• **Supplied text**
»»

WT McNair Scholars to showcase research


Courtesy West Texas A&M University

CANYON, Texas (KAMR/KCIT) — West Texas A&M University has announced that some of their top undergraduate students will present results of months of intensive research in upcoming video presentations.

According to WTAMU eleven students in the Ronald E. McNair Postbaccalaureate Achievement Program will be featured in five-minute video presentations. The links to the presentations will be on the McNair Program Homepage, beginning today, Nov. 17.

Typically students give their presentation in the lobby of Cornette Library, but the ongoing pandemic prompted WT’s McNair leaders to take a new approach this year WTAMU said.

“These students have worked exceptionally hard under difficult circumstances, and we hope this new method of showcasing their work brings them even more attention than usual,” said Victoria Salas, assistant director of the McNair Scholars program.

The application period is open now through Mar. 1; applications may be filled out here. Selected students receive the guidance of a mentor overseeing the research project; seminars on graduate school admission process, research methods and financial aid; a $2,800 research stipend; a $300 research supply allowance; tutoring, academic counseling and intense GRE or GMAT preparation; admission and financial aid assistance; preparation for research conference preparations; and fee waivers for graduate applications, paid conference travel and fellowships.

««

• **Supplied entries**

»»

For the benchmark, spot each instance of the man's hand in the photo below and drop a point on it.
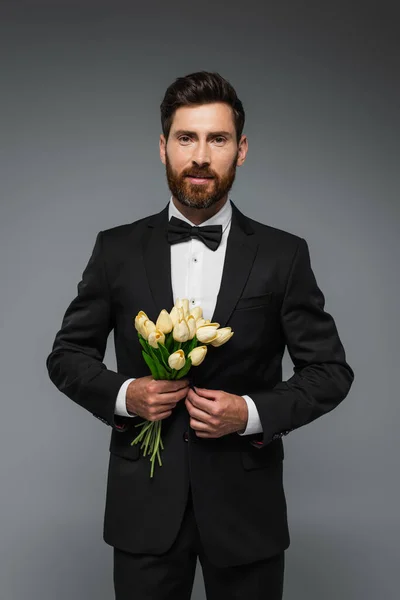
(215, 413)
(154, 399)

««
»»

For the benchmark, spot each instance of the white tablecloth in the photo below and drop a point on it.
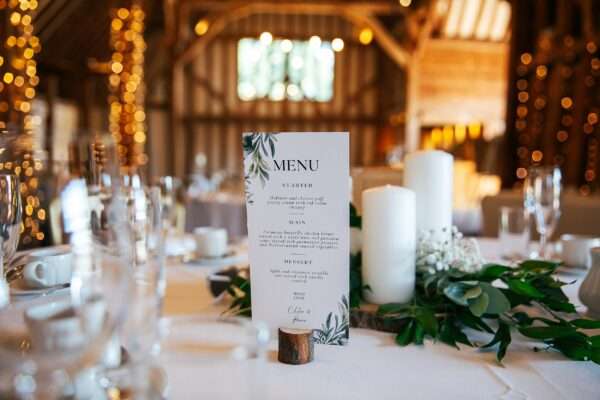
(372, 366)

««

• **Work order**
Return the stretch of the McNair Scholars article from "WT McNair Scholars" through "upcoming video presentations.", copied word for word.

• **Response to this task**
WT McNair Scholars to showcase research


Courtesy West Texas A&M University

CANYON, Texas (KAMR/KCIT) — West Texas A&M University has announced that some of their top undergraduate students will present results of months of intensive research in upcoming video presentations.